(Work instruction) Copy the records below without altering a single word.
=== Stored data ===
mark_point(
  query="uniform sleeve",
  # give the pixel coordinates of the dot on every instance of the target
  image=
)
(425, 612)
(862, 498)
===
(Finished task)
mark_point(
  query="uniform sleeve",
  # give the pixel coordinates of the dot on every instance of the target
  image=
)
(425, 612)
(862, 498)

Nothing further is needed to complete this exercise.